§ **Your task**: Without including any images, reproduce each entry exactly.

Point localization data:
---

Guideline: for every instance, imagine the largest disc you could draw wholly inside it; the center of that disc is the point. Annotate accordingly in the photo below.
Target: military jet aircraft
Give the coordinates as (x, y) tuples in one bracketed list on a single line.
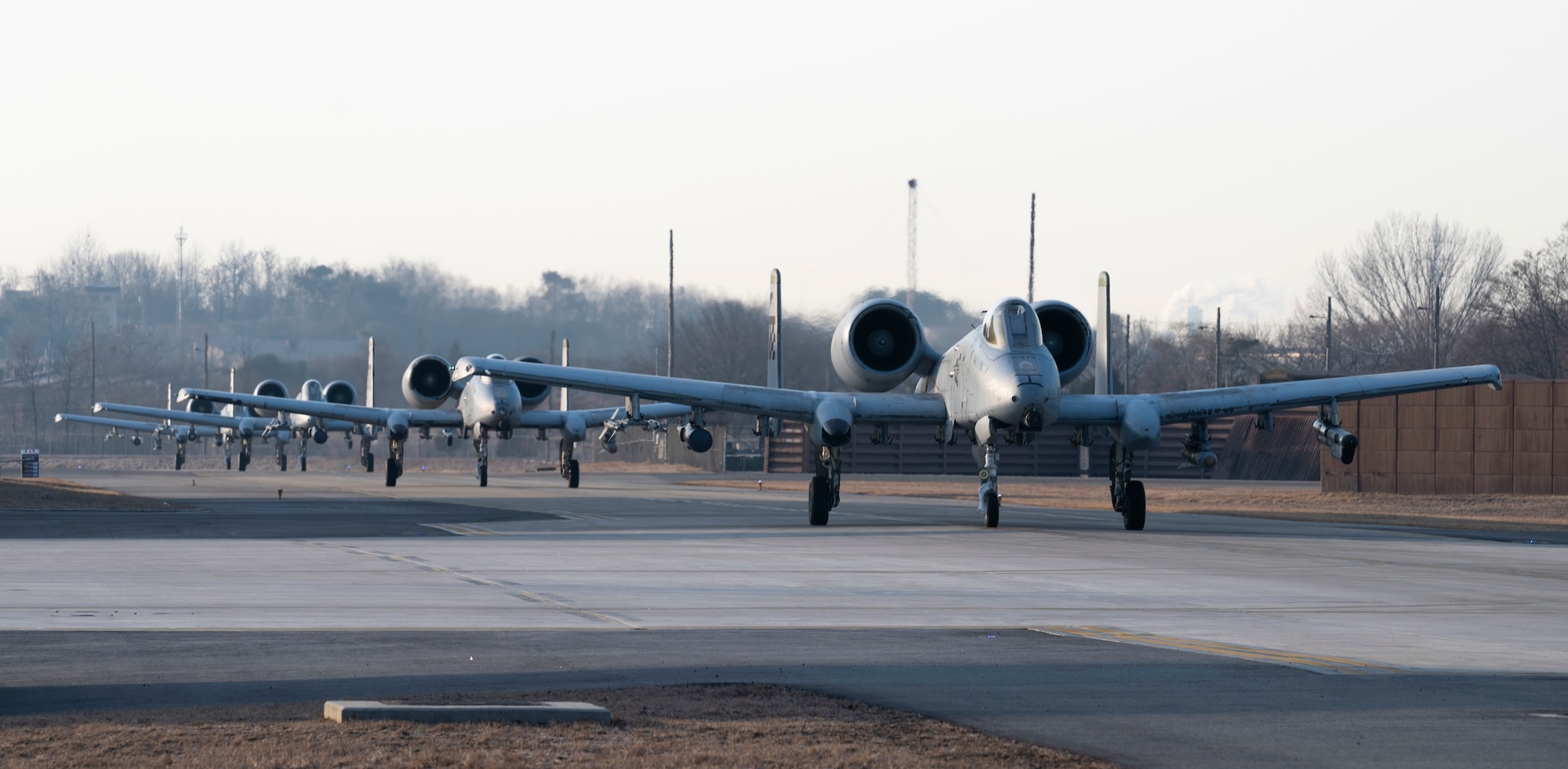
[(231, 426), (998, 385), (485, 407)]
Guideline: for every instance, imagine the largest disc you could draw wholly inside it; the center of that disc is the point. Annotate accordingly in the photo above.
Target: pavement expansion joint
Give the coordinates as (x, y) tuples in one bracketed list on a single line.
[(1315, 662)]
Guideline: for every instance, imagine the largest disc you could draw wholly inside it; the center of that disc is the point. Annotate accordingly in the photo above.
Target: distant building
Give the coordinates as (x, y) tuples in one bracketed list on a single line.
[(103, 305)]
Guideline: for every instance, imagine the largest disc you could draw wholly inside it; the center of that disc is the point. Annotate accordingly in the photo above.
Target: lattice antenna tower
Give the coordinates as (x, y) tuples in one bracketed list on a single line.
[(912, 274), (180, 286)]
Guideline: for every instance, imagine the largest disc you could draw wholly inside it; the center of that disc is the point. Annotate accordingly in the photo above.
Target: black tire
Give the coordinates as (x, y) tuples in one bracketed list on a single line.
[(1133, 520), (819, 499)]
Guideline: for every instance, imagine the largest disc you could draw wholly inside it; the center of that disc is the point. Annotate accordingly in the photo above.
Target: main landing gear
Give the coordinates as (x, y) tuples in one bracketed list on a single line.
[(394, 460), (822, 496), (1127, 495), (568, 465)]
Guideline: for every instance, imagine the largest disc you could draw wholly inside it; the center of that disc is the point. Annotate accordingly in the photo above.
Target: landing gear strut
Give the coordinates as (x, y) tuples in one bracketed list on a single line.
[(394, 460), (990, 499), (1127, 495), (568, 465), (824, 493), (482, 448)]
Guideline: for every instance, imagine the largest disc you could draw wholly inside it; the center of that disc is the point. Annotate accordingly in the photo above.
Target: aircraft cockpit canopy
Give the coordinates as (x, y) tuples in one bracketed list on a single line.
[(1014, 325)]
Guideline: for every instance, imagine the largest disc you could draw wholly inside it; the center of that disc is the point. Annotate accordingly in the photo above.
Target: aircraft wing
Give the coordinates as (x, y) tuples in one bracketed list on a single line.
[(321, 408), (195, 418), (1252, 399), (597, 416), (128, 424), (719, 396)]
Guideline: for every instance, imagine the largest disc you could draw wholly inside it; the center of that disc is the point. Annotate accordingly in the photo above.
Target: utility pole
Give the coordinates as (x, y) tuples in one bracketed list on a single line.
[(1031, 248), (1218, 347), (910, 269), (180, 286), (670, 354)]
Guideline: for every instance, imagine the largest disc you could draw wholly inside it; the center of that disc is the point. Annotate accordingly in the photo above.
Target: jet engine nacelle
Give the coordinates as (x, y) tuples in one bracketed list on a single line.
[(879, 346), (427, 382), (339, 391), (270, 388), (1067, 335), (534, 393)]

---

§ **Response for this exercise**:
Guideline: for every instance, imagine the largest disc you could draw wholly inside it; the center of that disc is the point. Annotate accordingly in the photo below.
Target: military jet aircraft
Give the coordinates as (x, y) tuples in one bracketed list on a single line.
[(231, 426), (998, 385), (485, 407)]
Guideline: for every instance, imagine the largest disc you could draw wholly inside it; the center of that disc is the point. Annotate accordingly in the photo above.
Target: pavement expansion joint
Give the coordinates as (x, y) tuples in one bracketed list on a single line.
[(1315, 662)]
Guideline: for every instance, imagine the largest disc you could draw wholly inside it; the center of that disc is the point. Annotate accordingly in the photo above.
Target: distant building
Give the coordinates as (x, y) tuples in one bracketed list on a single line.
[(103, 305)]
Guideline: for every instance, imagine the largest disc you could draw wholly inside it; the center of that disc is the point. Annotate accordingly in the photo above.
Target: lattice antenna tower
Give the coordinates as (x, y) tuples in one bracketed list on a single line.
[(912, 274), (180, 286)]
Guideline: for every instance, imagine the largest disc you could draw wholly inside it; the center of that disc is the point. Annotate accordingly in the photo above.
Target: black tire
Give the coordinates as (x, y) tuples in one bracketed list on a single line.
[(1133, 520), (819, 499)]
Guideline: for every instance, imagine the largest disc you could draw wholly inside it; the center of that disc is the point. Annotate accordingly in the photo above.
Target: main landing gear
Give the coordinates as (x, y) tuples in one bracketed list on a single line.
[(394, 460), (822, 496), (1127, 495), (568, 465)]
Guideline: for every instance, imagine the largest disc you could draw wholly inside it; the center of that disc is the point. Annotate accordingly in the photo above.
Target: landing gear strut
Give the coordinates as (x, y) tuples in one bracketed list on a single line.
[(394, 460), (990, 499), (1127, 495), (568, 465), (824, 493), (482, 448)]
Guideline: for every instance, imagine the largest disc you could draw wholly inside it; the center of that disc is the point. Annotate accordingly in the photo above.
Target: aircraft cockpit canopy
Give the coordinates as (x, y) tuples in one bracketed list on a single line.
[(1014, 325)]
Guideline: for every instance, imagine the largest disc you could draw wholly inside it; the center of that disc is the point. Annotate accordingly in the photo above.
Target: aircraft wing
Give the coordinates as (x, y) tuples in one bracketed list on a single line.
[(321, 408), (195, 418), (1252, 399), (597, 416), (128, 424), (719, 396)]
Guideline: for every instance, imagine the largest disc you could draw wholly inside it; the center of that disc is the point. Annotate accordingly in the photo above.
Target: utility pole
Give the coordinates as (x, y) tuples in one bracketed list on a single line.
[(1031, 248), (1218, 347), (910, 269), (180, 286), (670, 354)]
Guideline: for every instance, imagine the largest disc you could draw wholly inside it; the center of that disc is the point. Annotate accordingly in the photo above.
Target: jet engine nacelle
Give the coordinates as (x, y) tuples in one bracketed list on a single line.
[(879, 346), (427, 382), (339, 391), (270, 388), (1067, 335), (534, 393)]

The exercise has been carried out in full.